• [DA SVOLGERE]
a) Secondo il brano sugli schiaffi, che cosa distingue il timpulune dalla timpulata?
b) Prosegui il brano sugli schiaffi a partire dalla fine della sua ultima frase.

• [ESTRATTO DA LEGGERE]
+++

Quando u nirbuso acchiana assai a timpulata si trasforma in timpulune che si differenzia dalla prima per l’accompagnamento della mano sul viso, con il chiaro intento di far cadere a terra il malcapitato.




A masciddata: non ha un’ eccezzione per forza negativa, anzi spesso viene usata come una sorta di compiacimento o approvazione verso qualosa che, in teoria, non dovrebbe essere fatta ma che si reputa "coinna rura".
U picciriddu si sciarrò con un coetaneo senza portare vastunate a casa? Una leggera masciddata dimostra il compiacimento del genitore masculo per il figlo che ha saputo difendersi, anche se la disapprovazione viene comunque esternata, «T’addifinnisti! Bravo! Però un si fanno ste cose, va bene u papà?».
Il movimento della masciddata implica una posizione della mano leggermente ruotata con un movimento dal basso verso l’alto andando a prendere la mascella, per l’appunto, nella maggior parte della sua estensione. Chiaramente la masciddata, in contesti più sciarrettieri, se assestata bene fa veramente male.

+++

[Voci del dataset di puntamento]
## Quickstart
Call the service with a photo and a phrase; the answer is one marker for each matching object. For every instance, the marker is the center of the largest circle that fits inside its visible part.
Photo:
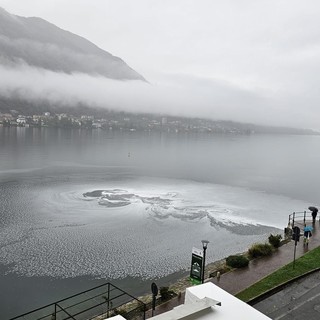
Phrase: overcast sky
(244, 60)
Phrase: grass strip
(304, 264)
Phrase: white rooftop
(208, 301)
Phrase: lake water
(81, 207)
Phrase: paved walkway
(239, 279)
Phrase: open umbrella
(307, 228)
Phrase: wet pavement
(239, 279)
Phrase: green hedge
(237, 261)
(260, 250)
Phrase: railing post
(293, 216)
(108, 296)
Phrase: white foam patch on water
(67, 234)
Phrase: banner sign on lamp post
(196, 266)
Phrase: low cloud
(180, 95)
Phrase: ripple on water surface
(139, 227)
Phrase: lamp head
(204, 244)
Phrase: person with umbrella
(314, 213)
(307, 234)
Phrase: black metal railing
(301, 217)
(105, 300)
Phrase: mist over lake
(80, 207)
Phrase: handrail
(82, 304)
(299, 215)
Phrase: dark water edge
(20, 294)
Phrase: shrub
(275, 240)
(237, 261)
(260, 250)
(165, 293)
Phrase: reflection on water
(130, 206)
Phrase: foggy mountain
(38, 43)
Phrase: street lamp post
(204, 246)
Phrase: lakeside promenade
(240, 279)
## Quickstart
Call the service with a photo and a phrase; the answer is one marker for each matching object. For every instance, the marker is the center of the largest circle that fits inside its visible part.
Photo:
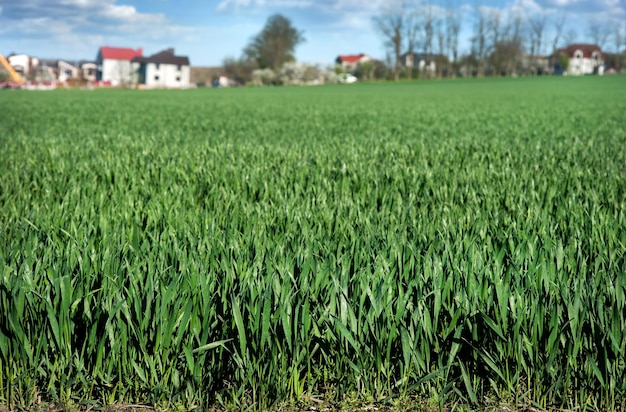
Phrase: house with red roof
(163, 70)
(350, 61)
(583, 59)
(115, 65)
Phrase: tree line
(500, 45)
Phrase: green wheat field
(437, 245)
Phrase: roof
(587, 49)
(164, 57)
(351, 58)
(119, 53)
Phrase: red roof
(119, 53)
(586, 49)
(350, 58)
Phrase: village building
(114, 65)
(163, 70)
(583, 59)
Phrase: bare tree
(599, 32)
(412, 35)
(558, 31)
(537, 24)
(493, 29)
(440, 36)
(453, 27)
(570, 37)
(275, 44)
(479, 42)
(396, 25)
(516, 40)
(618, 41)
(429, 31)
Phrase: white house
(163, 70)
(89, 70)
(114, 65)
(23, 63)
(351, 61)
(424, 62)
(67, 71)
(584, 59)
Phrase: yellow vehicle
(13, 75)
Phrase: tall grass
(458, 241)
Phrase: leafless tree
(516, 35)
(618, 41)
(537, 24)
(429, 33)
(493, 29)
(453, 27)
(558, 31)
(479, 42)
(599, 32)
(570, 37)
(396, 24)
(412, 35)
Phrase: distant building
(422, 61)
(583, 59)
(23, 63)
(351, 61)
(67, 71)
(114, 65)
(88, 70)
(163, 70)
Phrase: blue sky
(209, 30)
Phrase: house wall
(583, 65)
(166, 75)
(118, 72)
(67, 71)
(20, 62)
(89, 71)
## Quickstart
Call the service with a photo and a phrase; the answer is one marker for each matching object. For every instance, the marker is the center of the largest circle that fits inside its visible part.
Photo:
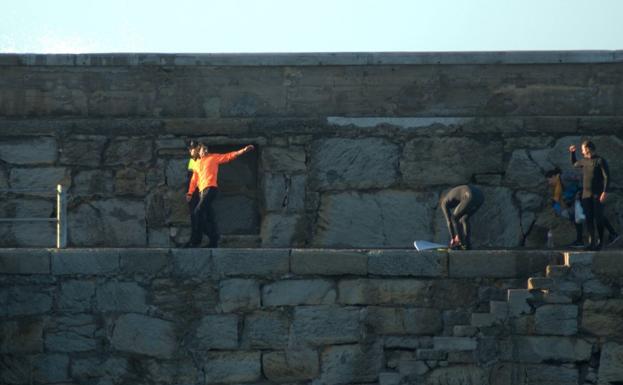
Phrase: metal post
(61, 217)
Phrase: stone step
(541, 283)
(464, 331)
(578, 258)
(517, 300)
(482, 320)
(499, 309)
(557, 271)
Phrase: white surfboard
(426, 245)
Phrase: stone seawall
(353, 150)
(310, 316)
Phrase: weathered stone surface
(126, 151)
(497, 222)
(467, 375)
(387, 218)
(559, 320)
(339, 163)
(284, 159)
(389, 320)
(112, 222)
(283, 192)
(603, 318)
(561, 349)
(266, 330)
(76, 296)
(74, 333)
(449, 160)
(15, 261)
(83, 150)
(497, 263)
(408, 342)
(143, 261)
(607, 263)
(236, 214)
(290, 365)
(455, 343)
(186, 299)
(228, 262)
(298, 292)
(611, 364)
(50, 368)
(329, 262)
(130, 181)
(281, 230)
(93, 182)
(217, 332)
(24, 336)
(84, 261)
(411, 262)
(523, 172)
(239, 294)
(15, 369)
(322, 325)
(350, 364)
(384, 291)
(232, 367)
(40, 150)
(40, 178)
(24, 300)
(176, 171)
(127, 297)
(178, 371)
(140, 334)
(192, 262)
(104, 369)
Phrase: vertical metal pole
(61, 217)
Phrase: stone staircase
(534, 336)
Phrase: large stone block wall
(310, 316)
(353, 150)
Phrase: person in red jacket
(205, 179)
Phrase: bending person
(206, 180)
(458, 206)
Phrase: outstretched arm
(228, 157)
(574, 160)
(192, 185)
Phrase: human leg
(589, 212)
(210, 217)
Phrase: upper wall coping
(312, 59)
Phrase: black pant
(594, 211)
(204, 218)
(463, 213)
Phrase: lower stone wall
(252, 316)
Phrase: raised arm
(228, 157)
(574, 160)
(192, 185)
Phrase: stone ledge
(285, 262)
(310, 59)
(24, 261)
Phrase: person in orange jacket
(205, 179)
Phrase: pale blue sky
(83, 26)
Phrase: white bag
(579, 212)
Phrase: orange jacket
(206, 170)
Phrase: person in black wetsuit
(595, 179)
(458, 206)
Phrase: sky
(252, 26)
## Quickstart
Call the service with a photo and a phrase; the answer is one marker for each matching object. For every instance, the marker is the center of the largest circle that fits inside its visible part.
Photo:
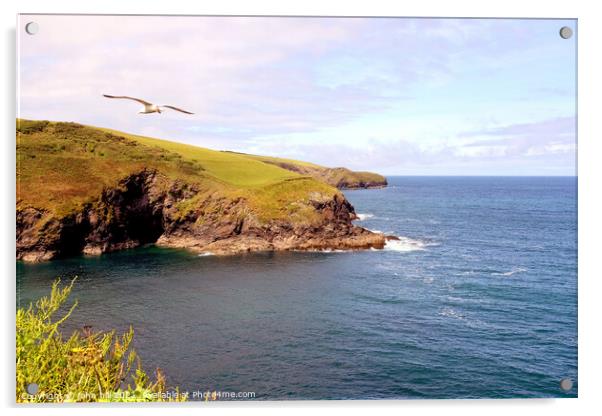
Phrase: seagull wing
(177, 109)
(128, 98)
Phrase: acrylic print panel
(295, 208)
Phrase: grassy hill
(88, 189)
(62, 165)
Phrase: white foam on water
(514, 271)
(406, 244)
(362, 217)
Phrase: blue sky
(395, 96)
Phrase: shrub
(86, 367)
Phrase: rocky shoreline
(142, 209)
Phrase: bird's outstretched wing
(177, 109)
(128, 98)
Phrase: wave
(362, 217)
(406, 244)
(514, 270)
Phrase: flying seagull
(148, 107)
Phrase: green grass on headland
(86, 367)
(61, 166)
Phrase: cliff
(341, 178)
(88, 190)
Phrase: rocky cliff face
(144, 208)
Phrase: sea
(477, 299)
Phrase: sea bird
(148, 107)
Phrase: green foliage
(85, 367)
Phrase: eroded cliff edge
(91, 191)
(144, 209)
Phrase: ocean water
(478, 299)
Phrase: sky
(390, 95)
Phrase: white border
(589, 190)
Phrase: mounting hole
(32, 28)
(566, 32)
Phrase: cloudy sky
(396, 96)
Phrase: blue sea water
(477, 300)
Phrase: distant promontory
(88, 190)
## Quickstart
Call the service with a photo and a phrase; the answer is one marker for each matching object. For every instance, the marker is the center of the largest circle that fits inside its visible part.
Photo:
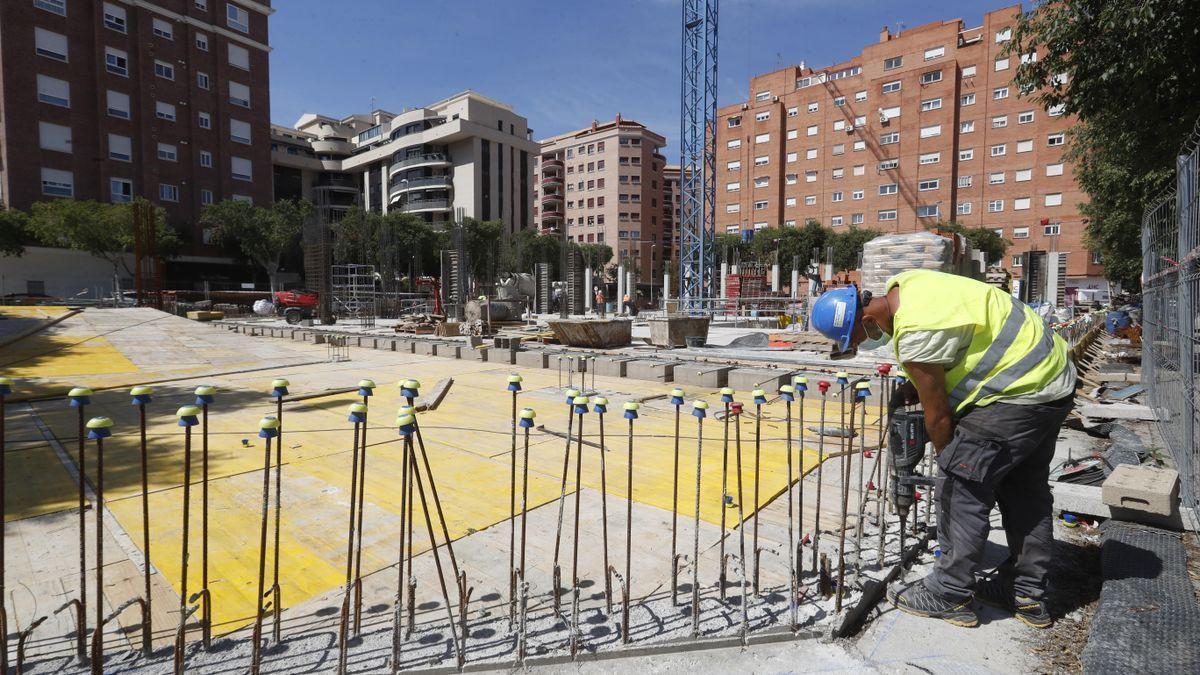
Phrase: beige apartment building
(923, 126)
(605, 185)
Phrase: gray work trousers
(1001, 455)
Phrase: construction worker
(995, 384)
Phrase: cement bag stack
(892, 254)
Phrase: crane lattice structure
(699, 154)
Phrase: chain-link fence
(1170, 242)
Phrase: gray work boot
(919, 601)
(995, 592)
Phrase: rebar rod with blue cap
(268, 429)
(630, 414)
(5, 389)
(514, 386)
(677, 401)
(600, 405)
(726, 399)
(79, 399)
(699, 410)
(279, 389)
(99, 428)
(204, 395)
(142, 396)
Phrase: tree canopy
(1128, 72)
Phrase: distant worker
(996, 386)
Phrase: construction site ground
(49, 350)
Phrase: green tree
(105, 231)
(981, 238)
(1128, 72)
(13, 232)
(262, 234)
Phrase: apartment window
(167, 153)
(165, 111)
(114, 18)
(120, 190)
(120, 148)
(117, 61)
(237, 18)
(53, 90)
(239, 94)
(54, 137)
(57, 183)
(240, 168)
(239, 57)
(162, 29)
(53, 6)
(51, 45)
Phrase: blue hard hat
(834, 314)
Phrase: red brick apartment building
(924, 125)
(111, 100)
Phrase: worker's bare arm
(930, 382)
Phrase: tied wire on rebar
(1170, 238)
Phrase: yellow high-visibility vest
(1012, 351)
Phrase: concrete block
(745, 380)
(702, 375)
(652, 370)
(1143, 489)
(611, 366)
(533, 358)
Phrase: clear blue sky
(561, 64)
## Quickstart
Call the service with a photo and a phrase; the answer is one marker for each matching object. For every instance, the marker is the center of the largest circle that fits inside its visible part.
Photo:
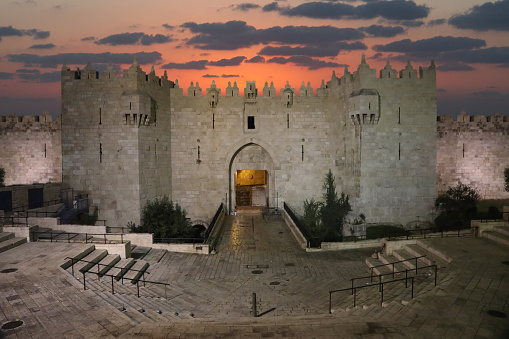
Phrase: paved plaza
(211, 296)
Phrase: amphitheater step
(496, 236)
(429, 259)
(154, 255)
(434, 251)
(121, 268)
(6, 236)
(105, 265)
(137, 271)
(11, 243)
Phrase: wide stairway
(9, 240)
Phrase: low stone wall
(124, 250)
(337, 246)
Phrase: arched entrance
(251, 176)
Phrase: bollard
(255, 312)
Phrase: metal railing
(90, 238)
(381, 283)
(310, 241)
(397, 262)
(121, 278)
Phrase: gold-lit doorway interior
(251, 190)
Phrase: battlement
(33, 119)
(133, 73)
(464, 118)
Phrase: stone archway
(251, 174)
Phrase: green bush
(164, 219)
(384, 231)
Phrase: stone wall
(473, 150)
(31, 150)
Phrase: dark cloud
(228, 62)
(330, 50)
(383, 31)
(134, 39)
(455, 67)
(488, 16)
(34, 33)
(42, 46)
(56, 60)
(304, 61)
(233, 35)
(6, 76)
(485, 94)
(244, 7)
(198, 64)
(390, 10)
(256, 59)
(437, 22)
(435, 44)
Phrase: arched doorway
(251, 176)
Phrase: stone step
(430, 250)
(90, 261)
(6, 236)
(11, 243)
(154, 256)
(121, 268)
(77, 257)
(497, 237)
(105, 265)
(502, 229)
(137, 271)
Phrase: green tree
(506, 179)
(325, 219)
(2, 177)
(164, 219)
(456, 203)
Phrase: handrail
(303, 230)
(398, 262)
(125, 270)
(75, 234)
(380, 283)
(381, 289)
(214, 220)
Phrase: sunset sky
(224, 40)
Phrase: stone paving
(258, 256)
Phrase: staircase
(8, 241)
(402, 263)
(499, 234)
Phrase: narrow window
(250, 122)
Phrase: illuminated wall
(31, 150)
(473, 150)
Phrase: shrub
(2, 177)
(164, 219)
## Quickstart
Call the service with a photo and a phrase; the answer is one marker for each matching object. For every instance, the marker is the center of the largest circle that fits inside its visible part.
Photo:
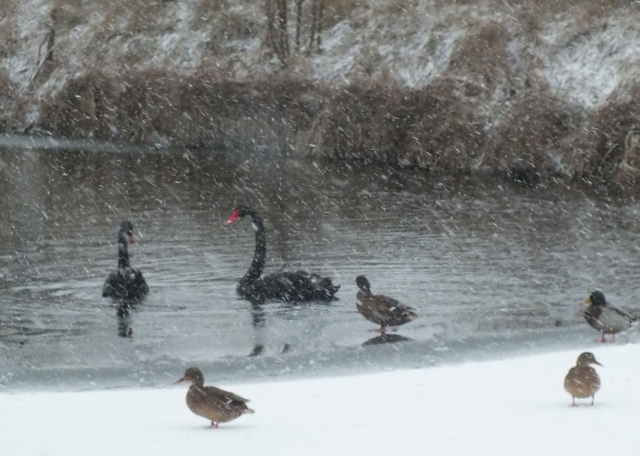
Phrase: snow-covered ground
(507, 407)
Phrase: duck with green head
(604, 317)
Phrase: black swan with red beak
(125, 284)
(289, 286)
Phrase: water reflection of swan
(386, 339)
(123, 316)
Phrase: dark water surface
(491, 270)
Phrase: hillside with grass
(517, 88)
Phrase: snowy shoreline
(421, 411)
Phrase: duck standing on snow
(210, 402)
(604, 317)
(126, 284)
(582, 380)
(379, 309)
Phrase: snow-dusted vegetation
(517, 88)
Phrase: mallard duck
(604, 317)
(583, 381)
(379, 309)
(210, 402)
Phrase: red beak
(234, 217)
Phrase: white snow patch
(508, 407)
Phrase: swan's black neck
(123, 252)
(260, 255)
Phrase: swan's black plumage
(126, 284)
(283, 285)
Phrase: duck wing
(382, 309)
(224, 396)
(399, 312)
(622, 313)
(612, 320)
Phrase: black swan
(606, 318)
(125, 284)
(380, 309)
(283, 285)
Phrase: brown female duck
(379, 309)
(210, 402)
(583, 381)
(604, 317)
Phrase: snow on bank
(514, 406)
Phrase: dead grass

+++

• [RISULTATI ATTESI]
a) Il timpulune accompagna la mano sul viso, con il chiaro intento di far cadere a terra il malcapitato.

b)
L’argiata: come dice il nome stesso questo tipo di schiaffo piglia le cosidette argie, una zona del viso compresa tra il collo e la mandibola. Data con la mano estesa e dita chiuse, appesso viene usata accompagnandola con l’ esclamazione «ni argie!», riferendosi ad una non precisata patologia che dovrebbe colpire le corde vocali.
Può avere una doppia valenza, bonaria in un contesto amichevole, spesso per far capire a qualcuno che sta facendo troppa vucciria, oppure come malaugurio per qualcuno che parla assai.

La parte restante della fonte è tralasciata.